When did you try the installation? Few days or ? If this happened recently then I'd suggest you to restore the registry and that could help -

In case of Windows 98, 98 SE -

Tap F8 constantly when the system starts. This would start a bootmenu and from the menu select the Command Prompt option which would start the computer in the Command Prompt.

OR

Start->Shutdown->Restart in MS-DOS Mode->Ok.

Once at the C:\> or C:\Windows> prompt try this -

*scanreg /restore*

Select the date prior to the problems' starting!

In case of Windows ME -

Start the computer with a bootup floppy, select Command Prompt and try the same command. If you dont have a bootable floppy then download the program to create one from this link -

Windows Boot Disks


----------



## steamwiz (Oct 4, 2002)

*PM from tellicoguy*



> my problem (12-01-2002 07:52 PM)
> Thanks for the reply. No, I didn't install mailloop. Never heard of it in fact. It's just annoying to have things in my startup that I don't know about or want. Good old Microsoft is invading again. I considered deleting the file but I don't want to until I know what it does.
> 
> Thanks again,
> ...


I replied with the following - asking him to paste the results in the forum

Please d'load and run "startup list" click edit - select all - copy - then paste the results here

http://www.lurkhere.com/~nicefiles/

steam


----------



## tellicoguy (Nov 30, 2002)

[Information supplied]
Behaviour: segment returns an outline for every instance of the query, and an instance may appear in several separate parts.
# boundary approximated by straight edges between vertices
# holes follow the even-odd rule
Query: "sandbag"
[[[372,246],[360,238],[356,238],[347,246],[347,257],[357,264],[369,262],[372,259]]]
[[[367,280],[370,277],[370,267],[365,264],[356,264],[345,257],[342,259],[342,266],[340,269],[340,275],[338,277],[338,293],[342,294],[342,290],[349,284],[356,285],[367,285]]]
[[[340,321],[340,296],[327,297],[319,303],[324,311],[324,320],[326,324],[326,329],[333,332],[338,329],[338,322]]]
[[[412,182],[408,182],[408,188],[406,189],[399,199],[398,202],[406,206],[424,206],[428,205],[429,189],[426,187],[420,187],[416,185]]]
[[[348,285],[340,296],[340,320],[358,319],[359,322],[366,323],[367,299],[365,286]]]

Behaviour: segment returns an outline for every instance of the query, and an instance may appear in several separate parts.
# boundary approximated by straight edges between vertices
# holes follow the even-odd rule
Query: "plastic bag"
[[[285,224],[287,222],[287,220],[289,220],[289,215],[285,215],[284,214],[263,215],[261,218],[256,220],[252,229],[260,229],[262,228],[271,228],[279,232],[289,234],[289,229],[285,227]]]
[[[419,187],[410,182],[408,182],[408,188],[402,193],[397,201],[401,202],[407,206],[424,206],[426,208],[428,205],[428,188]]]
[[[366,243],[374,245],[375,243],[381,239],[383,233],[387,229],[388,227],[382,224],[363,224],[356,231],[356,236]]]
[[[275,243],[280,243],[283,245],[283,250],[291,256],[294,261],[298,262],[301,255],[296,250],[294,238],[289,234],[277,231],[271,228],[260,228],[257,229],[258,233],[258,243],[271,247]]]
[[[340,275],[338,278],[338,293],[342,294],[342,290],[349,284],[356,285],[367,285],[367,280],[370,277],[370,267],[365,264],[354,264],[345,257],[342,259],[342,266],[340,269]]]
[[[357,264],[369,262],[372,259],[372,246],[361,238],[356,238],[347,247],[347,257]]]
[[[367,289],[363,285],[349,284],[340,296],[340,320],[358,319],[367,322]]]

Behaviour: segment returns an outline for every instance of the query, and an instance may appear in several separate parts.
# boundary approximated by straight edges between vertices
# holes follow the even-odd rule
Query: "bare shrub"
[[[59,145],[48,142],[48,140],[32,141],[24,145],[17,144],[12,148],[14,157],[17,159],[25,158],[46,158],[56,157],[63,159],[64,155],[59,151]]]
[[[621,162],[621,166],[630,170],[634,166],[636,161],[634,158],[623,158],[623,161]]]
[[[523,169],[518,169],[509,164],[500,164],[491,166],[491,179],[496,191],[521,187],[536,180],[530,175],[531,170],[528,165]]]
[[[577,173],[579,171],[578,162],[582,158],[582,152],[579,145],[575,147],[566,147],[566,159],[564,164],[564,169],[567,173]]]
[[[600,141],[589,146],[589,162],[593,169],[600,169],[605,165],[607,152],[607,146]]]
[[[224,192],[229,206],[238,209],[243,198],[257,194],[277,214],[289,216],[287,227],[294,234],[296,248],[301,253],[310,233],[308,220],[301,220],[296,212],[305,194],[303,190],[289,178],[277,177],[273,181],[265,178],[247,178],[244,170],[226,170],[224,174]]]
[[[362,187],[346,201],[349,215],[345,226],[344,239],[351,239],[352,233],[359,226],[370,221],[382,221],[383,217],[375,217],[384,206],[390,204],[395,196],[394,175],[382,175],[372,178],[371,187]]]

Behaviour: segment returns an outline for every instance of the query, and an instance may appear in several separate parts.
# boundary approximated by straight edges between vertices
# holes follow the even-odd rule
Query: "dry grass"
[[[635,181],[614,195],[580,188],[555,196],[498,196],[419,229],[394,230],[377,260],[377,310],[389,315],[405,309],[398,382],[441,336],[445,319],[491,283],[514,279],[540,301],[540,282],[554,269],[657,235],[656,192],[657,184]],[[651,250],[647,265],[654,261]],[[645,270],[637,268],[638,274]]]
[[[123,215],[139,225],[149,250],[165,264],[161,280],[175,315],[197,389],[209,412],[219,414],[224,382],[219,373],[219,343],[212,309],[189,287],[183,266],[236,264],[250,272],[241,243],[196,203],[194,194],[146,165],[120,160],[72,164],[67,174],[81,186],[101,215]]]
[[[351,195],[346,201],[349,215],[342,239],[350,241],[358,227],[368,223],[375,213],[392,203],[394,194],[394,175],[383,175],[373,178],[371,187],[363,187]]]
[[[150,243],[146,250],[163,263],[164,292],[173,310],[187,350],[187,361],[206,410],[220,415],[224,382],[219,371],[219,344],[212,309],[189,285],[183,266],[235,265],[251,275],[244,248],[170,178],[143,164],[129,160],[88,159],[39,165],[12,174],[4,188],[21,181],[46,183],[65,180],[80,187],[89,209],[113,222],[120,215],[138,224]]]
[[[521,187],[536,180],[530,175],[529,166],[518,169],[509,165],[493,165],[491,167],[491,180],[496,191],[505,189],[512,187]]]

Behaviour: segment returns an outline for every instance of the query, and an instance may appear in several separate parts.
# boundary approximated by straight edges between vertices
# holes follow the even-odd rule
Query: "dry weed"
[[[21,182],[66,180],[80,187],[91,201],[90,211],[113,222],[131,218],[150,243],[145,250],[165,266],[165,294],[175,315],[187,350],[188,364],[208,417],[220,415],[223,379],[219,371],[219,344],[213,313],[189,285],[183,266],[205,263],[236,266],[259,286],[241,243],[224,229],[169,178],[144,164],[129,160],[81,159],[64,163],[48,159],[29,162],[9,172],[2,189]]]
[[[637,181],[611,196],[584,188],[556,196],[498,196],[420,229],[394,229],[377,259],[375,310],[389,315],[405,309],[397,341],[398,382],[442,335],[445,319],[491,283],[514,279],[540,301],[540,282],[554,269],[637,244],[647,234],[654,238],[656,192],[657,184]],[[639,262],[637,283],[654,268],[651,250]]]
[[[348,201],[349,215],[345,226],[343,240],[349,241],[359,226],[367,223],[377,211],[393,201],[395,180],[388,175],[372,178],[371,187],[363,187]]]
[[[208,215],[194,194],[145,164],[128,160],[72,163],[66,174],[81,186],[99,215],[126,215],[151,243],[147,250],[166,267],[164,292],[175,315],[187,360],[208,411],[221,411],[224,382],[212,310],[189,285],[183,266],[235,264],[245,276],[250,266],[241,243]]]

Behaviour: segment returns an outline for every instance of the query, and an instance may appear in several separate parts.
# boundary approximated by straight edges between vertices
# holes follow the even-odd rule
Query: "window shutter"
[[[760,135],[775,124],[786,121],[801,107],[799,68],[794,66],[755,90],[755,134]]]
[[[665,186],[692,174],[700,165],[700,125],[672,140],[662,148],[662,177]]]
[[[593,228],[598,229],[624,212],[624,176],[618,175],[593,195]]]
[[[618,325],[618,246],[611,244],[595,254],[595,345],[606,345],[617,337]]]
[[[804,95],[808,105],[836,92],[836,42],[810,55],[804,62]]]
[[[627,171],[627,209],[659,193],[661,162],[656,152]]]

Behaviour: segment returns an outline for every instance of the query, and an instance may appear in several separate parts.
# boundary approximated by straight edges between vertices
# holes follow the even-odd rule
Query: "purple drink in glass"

[Jobs]
- A) Reproduce the forum thread on restoring the Windows registry word for word, beginning at the words "Tap F8 constantly" and stopping after "the problems' starting!".
- B) Take the forum thread on restoring the Windows registry further, picking up right after its last line.

[Answers for the exercise]
- A)
Tap F8 constantly when the system starts. This would start a bootmenu and from the menu select the Command Prompt option which would start the computer in the Command Prompt.

OR

Start->Shutdown->Restart in MS-DOS Mode->Ok.

Once at the C:\> or C:\Windows> prompt try this -

*scanreg /restore*

Select the date prior to the problems' starting!

- B)
> _Originally posted by tellicoguy:_
> *I was checking on startup items in msconfig and found the following item: Title: Description of shortcut. File that runs: c\windows\applicationdata\microsoft\installer\(0cd3bb5c-bbc4-11d2-8c20-00c04fbbcbb9)a94aab13.exe. What is this, what does it do and how do I get rid of it or should I? When I uncheck the box and restart it is always rechecked. Hope someone can help.
> 
> Thanks,
> ...


Here's the startup list

StartupList report, 12/3/02, 8:55:39 AM
StartupList version: 1.40.1
Started from : C:\WINDOWS\DESKTOP\STARTUPLIST.EXE
Detected: Windows 98 SE (Win9x 4.10.2222A)
Detected: Internet Explorer v6.00 (6.00.2600.0000)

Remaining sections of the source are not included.